DOCUMENT PASSAGE.
● ● ● ● ●


    I have formal qualifications in Hospitality and I teach high-schoolers the same, but I have separated this type of professional hospitality from that of home and hearth; good ol’ country hospitality.  At times, it feels that the theory side bears little resemblance to the spirit of hospitality in the home.  But, it should!   Hospitality is about love and care.

    In ancient times and especially biblical times, offering hospitality to strangers was considered a virtue; even a command.  Sharing food with someone else was akin to sharing life and an act of love.  Sometimes, one might even offer hospitality to angels. (Abraham did. This is recorded in Genesis 18.)

    I wonder if the local coffee-shop isn’t a blend of commercial hospitality with good ol’ fashioned home hospitality? I love it when I stumble upon a coffee shop imbued with the spirit of generosity and love; sharing life along with food and drink in a communal sense.  Of course, so much of the Australian coffee shop scene belongs to small business owners, as opposed to larger and more commercial hospitality chains.  Perhaps that is why the spirit of hospitality is so much more noticeable.

● ● ● ● ●

SOURCE MATERIAL.
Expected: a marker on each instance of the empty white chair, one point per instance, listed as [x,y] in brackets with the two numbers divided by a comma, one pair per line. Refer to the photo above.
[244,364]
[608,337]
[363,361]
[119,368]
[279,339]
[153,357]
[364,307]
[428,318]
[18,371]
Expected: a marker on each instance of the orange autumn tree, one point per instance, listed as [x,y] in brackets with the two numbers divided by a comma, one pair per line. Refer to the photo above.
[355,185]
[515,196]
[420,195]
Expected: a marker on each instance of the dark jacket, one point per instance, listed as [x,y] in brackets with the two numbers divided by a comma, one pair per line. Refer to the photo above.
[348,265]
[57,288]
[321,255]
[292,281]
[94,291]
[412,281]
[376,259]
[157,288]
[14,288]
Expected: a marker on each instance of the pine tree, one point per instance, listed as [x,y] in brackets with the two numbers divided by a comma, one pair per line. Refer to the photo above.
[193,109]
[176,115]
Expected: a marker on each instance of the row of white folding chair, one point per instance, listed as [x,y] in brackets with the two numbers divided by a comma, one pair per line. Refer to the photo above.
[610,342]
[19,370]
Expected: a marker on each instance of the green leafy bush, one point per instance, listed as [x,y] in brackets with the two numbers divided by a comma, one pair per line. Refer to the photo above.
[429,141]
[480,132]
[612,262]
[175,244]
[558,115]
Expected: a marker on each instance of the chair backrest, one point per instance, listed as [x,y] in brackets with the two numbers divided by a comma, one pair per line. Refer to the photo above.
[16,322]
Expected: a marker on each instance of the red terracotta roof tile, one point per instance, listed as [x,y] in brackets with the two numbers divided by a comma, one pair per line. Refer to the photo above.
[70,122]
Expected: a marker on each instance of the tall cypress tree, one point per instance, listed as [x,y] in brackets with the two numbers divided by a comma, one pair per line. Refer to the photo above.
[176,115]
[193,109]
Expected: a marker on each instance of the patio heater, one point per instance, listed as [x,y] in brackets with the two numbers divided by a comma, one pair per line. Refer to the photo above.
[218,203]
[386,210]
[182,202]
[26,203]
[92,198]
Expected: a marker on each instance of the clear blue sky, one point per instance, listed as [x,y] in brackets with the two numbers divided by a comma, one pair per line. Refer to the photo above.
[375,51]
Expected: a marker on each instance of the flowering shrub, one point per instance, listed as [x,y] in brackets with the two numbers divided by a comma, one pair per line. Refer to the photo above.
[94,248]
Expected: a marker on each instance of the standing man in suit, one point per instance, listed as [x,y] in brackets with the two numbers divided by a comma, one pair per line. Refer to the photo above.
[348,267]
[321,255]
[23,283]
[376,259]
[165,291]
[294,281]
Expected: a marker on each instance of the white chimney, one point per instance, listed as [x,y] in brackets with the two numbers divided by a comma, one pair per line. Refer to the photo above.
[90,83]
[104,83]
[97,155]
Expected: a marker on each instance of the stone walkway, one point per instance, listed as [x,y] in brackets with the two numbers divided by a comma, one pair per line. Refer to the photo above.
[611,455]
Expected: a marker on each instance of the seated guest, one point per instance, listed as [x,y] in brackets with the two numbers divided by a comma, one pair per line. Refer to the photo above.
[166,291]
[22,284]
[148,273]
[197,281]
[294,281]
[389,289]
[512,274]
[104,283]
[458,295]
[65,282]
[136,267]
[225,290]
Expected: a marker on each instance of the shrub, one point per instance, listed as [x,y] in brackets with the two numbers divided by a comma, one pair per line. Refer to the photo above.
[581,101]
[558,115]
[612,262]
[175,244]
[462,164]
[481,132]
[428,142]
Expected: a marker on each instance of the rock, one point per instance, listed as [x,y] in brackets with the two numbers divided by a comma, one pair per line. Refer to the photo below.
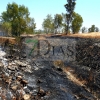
[41,92]
[39,81]
[26,97]
[14,87]
[1,64]
[21,64]
[13,68]
[19,78]
[24,82]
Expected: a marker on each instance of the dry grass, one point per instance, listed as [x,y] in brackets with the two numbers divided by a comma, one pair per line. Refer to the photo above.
[85,35]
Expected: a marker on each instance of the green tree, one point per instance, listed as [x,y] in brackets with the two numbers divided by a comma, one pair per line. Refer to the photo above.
[84,29]
[6,27]
[97,29]
[17,15]
[31,25]
[48,25]
[93,28]
[76,23]
[58,21]
[70,6]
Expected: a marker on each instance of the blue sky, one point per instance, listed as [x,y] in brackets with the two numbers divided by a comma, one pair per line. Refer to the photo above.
[88,9]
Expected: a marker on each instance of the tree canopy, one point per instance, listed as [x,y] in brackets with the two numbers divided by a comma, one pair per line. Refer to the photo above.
[93,28]
[76,22]
[70,6]
[18,17]
[48,24]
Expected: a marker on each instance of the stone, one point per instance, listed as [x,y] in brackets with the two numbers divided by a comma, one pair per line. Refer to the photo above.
[26,97]
[14,87]
[19,78]
[11,68]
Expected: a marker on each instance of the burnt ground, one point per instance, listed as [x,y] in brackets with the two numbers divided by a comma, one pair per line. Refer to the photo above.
[43,82]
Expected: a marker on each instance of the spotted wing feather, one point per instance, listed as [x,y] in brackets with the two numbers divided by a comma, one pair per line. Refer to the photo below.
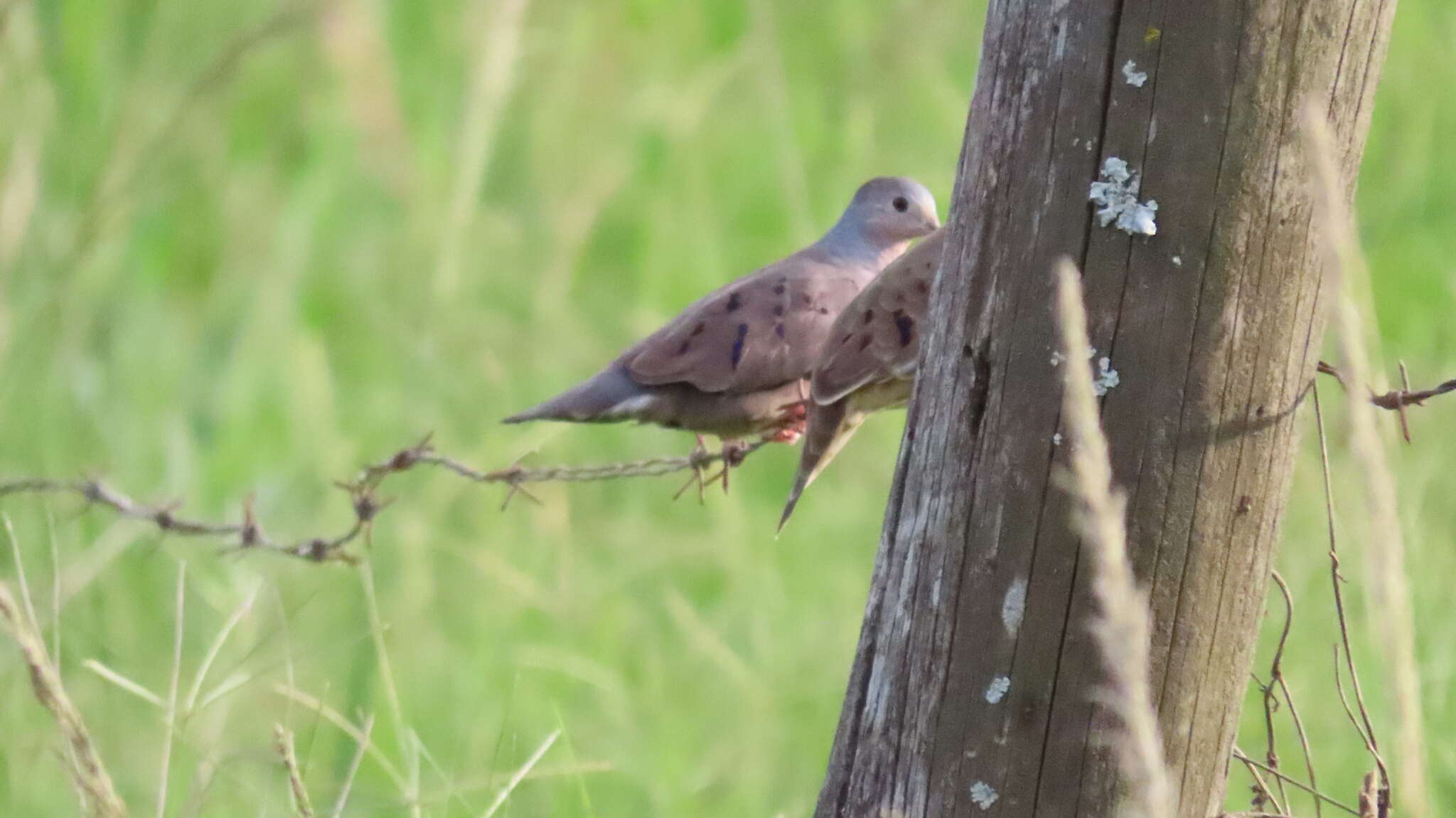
[759,332]
[877,338]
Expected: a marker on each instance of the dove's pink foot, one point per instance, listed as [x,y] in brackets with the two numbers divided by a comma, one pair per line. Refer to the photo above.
[700,450]
[733,455]
[785,434]
[790,425]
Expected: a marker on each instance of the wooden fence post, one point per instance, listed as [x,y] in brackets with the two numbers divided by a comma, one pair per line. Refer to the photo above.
[973,686]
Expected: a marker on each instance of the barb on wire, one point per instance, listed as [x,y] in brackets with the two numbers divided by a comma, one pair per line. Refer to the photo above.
[1396,400]
[363,491]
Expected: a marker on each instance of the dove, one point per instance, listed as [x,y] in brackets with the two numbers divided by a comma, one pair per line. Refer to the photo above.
[869,361]
[736,361]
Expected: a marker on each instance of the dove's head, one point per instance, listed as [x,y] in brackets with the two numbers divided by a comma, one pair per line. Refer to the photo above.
[889,210]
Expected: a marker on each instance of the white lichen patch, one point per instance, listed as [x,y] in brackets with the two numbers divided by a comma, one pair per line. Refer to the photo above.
[996,690]
[1106,379]
[983,795]
[1115,196]
[1014,606]
[1133,76]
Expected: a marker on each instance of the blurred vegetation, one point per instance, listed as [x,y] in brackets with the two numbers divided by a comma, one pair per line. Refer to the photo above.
[247,248]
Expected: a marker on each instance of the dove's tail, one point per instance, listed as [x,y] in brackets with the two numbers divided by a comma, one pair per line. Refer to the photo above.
[829,430]
[608,396]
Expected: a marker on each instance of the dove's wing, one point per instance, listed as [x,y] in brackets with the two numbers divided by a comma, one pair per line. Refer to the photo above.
[877,338]
[759,332]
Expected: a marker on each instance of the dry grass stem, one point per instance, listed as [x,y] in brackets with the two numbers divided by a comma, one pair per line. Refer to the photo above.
[191,703]
[85,765]
[283,743]
[1392,595]
[337,719]
[520,775]
[171,719]
[130,686]
[1121,627]
[354,766]
[1369,797]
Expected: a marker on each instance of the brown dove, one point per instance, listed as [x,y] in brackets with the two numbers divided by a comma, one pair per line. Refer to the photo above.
[736,361]
[869,361]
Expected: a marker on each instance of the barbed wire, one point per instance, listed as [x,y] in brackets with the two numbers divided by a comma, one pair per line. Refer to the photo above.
[363,489]
[363,492]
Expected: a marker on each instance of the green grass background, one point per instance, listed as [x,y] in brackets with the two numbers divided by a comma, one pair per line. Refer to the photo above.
[239,257]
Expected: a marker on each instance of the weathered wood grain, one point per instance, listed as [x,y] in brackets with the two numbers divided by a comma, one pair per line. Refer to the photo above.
[1214,326]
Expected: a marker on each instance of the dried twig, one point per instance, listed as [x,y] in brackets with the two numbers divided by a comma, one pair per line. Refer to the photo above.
[363,492]
[1369,797]
[1278,677]
[1270,698]
[1392,600]
[83,763]
[1261,791]
[283,743]
[1121,627]
[1398,399]
[1253,765]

● ● ● ● ●

REQUIRED ACTION. Can you reproduce the hospitality passage word for word, in full?

WRITTEN RESPONSE.

    I have formal qualifications in Hospitality and I teach high-schoolers the same, but I have separated this type of professional hospitality from that of home and hearth; good ol’ country hospitality.  At times, it feels that the theory side bears little resemblance to the spirit of hospitality in the home.  But, it should!   Hospitality is about love and care.

    In ancient times and especially biblical times, offering hospitality to strangers was considered a virtue; even a command.  Sharing food with someone else was akin to sharing life and an act of love.  Sometimes, one might even offer hospitality to angels. (Abraham did. This is recorded in Genesis 18.)

    I wonder if the local coffee-shop isn’t a blend of commercial hospitality with good ol’ fashioned home hospitality? I love it when I stumble upon a coffee shop imbued with the spirit of generosity and love; sharing life along with food and drink in a communal sense.  Of course, so much of the Australian coffee shop scene belongs to small business owners, as opposed to larger and more commercial hospitality chains.  Perhaps that is why the spirit of hospitality is so much more noticeable.